Search the entries below for "please" and copy each matching line.

RECORDS PROVIDED below:

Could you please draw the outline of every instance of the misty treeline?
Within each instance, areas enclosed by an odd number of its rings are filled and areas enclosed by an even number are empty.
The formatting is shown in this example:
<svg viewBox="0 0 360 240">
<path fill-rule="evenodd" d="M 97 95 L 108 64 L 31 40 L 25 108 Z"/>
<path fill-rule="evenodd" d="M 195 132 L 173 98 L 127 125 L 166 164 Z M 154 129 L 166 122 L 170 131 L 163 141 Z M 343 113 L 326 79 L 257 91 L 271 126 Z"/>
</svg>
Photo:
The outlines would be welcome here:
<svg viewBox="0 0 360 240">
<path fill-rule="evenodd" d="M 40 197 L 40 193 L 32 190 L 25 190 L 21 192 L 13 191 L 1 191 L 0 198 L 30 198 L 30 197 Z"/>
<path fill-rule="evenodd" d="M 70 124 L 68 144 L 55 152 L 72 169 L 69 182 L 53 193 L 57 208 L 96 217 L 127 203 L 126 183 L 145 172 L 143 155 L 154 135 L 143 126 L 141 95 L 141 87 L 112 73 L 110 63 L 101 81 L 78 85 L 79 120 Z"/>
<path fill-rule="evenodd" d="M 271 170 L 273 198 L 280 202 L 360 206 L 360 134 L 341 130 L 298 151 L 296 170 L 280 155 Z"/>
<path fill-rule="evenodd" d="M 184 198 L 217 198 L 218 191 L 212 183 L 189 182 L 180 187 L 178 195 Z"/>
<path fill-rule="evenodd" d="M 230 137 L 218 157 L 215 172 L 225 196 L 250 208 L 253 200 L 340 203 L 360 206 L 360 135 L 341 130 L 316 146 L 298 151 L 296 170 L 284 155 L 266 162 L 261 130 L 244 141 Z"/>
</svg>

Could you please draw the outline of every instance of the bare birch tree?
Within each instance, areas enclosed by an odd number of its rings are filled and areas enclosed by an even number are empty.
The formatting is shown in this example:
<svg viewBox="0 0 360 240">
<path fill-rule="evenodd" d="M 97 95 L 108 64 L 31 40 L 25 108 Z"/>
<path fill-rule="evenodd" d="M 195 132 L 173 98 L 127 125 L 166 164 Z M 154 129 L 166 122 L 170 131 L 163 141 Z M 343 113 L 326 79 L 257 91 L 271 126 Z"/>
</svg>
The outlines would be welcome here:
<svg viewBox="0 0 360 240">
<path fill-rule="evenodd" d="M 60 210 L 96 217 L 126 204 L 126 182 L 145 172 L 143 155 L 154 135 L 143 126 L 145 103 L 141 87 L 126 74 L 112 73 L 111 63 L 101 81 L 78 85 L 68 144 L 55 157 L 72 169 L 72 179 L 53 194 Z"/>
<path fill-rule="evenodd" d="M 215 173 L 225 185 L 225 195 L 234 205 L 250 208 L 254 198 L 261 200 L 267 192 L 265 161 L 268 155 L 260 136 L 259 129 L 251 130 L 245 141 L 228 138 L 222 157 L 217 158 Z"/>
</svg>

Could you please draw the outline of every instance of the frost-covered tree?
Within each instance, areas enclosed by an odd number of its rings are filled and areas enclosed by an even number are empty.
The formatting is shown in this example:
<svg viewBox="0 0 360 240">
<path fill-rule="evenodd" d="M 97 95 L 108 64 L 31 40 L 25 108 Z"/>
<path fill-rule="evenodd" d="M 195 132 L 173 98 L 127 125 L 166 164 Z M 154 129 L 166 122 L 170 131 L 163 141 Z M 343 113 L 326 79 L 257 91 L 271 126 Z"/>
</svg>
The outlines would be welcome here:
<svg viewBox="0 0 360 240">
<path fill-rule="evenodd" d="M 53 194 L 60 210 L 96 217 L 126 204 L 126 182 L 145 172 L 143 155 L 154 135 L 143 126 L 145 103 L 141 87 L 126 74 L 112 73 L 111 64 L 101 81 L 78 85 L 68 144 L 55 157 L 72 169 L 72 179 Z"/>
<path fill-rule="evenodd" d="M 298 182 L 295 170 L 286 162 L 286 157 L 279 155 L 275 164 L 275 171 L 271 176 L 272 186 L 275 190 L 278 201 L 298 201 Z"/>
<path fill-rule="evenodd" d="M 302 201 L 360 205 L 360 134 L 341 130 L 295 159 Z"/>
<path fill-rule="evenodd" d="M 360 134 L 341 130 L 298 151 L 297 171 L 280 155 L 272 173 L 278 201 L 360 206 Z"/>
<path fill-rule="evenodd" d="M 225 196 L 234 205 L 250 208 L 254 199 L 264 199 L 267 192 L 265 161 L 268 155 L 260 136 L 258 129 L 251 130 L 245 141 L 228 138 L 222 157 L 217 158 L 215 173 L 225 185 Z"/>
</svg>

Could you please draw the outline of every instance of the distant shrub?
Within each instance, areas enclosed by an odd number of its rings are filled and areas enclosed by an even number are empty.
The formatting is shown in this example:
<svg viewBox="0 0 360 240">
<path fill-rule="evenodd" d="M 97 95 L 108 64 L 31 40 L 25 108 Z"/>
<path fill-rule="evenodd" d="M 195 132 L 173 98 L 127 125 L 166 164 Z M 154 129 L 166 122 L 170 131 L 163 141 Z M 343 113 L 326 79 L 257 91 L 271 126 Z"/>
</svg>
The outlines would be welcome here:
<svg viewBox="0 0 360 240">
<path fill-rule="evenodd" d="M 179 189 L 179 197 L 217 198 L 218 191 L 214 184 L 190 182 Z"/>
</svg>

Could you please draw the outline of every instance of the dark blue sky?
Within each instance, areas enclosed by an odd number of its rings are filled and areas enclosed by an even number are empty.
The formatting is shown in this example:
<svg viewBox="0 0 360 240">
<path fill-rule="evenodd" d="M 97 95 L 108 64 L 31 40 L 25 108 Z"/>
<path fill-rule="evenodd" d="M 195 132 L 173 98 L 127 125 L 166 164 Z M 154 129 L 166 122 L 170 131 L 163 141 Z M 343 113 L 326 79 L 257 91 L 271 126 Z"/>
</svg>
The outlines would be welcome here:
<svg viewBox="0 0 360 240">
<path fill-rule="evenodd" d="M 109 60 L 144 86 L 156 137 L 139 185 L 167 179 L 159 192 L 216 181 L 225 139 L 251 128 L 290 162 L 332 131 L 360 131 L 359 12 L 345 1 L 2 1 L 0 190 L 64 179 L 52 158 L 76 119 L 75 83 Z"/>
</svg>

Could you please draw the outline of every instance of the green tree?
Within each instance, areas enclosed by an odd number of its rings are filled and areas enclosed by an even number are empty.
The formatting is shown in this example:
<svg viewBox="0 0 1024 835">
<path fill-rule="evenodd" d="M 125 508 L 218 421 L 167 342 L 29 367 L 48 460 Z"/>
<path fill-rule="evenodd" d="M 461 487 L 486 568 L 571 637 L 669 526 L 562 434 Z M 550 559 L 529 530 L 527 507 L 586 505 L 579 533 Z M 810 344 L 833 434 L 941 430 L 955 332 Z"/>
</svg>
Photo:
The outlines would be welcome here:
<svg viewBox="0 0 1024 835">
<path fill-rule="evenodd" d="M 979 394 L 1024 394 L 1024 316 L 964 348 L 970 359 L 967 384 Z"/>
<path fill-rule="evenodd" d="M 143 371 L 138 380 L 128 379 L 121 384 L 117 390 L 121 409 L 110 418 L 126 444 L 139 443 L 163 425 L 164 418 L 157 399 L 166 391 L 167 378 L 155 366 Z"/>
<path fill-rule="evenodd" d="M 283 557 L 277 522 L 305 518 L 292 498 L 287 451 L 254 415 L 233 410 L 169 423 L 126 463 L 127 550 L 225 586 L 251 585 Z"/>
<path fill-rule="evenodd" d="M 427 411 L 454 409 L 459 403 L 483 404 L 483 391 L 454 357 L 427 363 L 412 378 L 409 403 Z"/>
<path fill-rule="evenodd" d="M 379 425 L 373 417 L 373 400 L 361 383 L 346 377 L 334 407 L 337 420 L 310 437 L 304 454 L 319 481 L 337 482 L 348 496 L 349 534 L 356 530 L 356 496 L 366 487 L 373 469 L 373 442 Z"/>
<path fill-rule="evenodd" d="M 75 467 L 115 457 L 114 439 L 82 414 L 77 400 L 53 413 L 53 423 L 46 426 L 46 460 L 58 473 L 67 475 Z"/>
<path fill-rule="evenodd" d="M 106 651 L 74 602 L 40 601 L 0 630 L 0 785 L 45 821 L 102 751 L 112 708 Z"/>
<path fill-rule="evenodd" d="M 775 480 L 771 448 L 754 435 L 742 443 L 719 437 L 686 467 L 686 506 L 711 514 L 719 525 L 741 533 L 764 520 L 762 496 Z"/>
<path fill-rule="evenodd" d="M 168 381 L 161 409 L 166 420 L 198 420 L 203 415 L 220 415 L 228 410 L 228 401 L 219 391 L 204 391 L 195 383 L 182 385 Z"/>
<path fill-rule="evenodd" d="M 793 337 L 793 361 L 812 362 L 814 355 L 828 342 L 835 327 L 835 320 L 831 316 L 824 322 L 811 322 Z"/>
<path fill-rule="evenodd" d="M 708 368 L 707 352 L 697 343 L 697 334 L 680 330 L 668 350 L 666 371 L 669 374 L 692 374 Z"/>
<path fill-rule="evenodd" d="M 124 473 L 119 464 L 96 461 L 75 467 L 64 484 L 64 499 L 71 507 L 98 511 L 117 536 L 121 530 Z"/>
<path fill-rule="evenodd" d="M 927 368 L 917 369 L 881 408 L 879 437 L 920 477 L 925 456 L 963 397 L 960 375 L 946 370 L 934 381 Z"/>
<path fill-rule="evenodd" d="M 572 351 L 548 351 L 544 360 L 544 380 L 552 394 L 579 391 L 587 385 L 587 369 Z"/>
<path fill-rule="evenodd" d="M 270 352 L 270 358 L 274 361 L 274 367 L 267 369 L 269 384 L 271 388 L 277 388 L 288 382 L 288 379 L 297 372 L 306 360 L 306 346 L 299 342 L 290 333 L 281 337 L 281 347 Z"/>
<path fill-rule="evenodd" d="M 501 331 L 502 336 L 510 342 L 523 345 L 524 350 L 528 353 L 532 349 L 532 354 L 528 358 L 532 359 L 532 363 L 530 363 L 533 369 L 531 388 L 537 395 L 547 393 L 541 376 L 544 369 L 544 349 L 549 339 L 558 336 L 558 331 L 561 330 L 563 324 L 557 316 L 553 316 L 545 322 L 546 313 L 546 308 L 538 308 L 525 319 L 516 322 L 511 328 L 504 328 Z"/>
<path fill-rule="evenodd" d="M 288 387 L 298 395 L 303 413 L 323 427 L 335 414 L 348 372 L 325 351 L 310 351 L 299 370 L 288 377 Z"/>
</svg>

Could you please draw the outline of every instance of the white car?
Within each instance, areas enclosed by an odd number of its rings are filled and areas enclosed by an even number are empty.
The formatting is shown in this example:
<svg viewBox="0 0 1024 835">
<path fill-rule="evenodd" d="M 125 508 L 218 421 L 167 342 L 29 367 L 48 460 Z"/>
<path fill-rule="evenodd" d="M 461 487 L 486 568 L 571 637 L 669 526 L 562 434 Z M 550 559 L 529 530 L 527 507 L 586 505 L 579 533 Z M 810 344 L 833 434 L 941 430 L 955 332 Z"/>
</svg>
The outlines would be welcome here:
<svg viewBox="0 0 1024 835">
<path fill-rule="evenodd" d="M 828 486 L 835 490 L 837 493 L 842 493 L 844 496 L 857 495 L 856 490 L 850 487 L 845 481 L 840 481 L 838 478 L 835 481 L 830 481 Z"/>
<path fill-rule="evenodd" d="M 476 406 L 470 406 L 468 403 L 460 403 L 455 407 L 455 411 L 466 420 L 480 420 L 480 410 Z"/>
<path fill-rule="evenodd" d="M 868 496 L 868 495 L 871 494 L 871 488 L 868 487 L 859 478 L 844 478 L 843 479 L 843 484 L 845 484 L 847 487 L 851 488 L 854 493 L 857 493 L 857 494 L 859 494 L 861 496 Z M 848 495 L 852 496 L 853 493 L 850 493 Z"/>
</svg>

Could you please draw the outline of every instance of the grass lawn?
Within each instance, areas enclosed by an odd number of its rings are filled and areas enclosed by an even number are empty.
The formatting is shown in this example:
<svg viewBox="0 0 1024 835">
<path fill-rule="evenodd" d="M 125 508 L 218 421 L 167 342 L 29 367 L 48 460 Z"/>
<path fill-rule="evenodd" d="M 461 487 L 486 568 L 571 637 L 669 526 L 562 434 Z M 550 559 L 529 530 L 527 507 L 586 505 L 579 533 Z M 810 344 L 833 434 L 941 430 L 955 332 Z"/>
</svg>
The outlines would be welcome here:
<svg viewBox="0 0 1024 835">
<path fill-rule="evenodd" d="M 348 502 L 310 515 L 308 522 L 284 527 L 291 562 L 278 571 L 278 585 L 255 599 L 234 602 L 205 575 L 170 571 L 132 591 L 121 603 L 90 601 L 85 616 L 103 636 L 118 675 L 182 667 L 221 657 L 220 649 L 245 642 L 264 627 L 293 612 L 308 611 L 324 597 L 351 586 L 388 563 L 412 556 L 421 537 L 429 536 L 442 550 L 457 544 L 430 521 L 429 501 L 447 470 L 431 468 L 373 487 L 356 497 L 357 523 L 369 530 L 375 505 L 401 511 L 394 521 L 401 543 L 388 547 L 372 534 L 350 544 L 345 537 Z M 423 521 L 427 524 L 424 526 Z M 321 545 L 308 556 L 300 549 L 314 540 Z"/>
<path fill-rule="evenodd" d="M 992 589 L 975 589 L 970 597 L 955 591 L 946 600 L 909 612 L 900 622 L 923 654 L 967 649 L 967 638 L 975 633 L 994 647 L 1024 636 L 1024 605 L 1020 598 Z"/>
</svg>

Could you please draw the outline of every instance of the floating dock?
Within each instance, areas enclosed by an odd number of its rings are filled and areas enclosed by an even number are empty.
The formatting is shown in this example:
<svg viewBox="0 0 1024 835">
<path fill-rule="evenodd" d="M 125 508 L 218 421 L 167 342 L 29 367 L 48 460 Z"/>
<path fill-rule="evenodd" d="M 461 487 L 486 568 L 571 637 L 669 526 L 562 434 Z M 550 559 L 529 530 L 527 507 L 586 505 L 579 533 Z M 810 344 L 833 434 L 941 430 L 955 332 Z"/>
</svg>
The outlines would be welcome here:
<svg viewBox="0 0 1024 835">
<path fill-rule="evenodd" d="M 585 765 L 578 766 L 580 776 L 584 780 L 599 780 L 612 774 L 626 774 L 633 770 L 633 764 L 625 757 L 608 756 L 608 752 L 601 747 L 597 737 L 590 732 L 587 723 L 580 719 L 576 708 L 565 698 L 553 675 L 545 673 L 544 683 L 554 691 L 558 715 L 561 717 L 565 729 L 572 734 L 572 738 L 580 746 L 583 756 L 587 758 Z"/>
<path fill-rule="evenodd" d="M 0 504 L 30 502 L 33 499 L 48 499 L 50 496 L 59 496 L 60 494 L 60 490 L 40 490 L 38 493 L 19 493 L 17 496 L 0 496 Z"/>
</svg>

End of RECORDS PROVIDED.

RESPONSE FOR THIS EXERCISE:
Could you please draw the outline of every instance of the misty treeline?
Could you please draw the outline of every instance of the bare birch tree?
Could you please draw the outline of every instance of the frost-covered tree?
Could you please draw the outline of every instance of the distant shrub?
Could you please draw the outline of every instance of the dark blue sky?
Could you please draw the outline of every instance of the green tree?
Could you please draw the outline of every instance of the white car?
Could you please draw the outline of every instance of the grass lawn?
Could you please draw the outline of every instance of the floating dock?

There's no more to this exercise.